** Excerpted data **
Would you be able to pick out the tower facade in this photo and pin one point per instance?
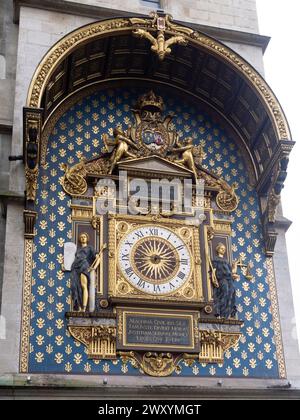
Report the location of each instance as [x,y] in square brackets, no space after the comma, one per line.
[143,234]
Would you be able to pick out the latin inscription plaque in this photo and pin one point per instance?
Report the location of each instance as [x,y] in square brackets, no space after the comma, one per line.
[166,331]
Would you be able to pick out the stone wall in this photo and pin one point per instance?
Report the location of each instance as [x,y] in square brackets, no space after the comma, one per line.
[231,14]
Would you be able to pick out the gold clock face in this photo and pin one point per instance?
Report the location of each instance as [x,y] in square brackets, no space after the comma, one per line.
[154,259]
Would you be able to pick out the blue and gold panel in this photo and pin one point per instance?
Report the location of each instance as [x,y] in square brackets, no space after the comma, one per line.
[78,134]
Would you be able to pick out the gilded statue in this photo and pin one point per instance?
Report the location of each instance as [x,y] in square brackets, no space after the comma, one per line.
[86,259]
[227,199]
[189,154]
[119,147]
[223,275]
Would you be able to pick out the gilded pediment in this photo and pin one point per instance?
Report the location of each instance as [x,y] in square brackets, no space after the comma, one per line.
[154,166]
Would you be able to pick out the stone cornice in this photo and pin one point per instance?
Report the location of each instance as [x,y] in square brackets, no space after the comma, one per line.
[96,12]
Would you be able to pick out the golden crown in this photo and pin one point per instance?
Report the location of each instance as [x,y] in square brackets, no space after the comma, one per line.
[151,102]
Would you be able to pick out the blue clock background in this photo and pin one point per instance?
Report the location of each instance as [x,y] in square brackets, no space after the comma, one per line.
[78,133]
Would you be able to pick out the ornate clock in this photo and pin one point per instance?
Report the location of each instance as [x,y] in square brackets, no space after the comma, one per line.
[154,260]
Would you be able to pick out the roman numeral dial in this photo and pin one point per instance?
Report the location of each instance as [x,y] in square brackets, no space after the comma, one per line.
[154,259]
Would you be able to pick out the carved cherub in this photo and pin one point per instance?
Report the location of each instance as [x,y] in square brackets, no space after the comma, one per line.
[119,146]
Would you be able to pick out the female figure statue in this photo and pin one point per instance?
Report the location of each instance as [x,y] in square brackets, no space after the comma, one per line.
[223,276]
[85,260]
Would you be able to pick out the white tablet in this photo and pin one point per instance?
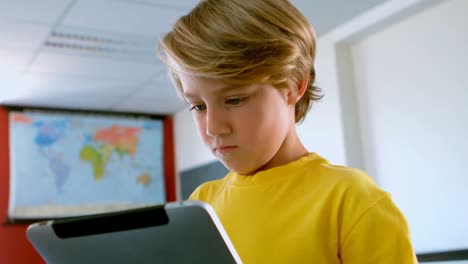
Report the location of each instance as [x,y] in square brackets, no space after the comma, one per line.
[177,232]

* * *

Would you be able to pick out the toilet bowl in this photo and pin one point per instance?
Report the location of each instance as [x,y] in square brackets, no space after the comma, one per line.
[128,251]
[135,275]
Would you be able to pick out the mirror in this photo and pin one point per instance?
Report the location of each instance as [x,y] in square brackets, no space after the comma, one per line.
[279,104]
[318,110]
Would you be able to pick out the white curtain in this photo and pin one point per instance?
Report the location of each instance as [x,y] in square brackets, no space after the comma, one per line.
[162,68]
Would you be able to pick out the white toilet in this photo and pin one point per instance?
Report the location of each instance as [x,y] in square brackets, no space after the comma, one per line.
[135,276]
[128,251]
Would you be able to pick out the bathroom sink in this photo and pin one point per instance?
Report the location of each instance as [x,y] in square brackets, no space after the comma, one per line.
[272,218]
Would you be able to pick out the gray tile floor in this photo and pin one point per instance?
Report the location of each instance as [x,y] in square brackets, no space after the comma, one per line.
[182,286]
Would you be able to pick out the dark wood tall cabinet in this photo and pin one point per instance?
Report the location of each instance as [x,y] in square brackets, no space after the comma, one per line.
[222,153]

--

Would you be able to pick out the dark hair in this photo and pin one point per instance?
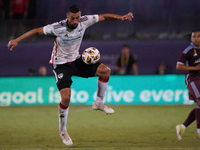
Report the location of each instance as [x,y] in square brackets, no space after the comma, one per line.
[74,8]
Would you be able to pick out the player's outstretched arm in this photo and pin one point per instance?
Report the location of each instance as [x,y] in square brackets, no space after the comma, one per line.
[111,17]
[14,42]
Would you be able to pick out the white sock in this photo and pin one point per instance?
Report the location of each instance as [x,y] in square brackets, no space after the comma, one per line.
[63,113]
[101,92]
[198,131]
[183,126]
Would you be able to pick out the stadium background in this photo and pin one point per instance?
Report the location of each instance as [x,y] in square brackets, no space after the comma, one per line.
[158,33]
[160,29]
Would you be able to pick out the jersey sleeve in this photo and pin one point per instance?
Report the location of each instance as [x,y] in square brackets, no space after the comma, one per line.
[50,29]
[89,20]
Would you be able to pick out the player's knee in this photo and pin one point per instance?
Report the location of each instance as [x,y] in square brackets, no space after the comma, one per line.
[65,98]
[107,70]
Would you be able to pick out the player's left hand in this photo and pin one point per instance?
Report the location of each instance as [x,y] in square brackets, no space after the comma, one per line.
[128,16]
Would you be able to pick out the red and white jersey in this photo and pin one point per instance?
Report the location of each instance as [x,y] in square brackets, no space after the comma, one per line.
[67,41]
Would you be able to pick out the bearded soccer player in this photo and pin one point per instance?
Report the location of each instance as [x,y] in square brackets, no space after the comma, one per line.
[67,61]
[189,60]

** Task objective **
Copy each line of the data that contains the word "stone", leaving the other lines out.

** Result **
Would you be able to pick out the stone wall in this photo and pin one point per instance?
Would you be able to pick out the stone cornice in this photo and pin one point per instance?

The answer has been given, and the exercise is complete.